PROVIDED MATERIAL:
= = = = = = =

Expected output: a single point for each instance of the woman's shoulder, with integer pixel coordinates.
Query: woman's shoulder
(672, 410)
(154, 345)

= = = = = = =

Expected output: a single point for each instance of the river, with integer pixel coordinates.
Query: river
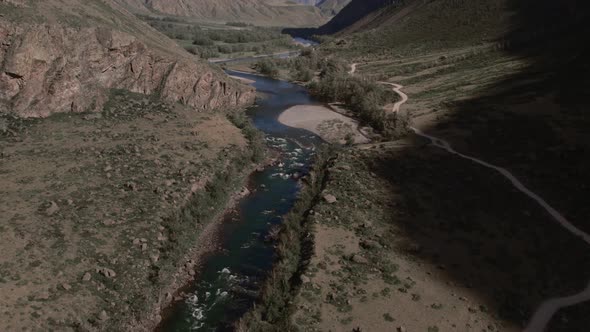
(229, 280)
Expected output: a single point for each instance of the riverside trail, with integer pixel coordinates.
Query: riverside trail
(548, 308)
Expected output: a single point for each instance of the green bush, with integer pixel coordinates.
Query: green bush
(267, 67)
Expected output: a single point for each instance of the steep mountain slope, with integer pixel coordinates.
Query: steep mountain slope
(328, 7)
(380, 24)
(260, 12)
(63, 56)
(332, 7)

= = = = = = =

ACTIVITY: Find the lines of the listing above that hold "pixel". Please copy them.

COMPLETED TASK:
Expected output: a single point for each instance of the woman's shoulder, with integer pixel coordinates.
Expected output: a single point for each instance of the river, with integer pixel coordinates.
Expected output: a single point for each instance of the riverside trail, with integer pixel coordinates.
Expected output: a single point for each instance of the green bush, with integer pixel coordinates.
Expected output: a single point for each instance of the steep mountain slope, with integer pixel coordinates.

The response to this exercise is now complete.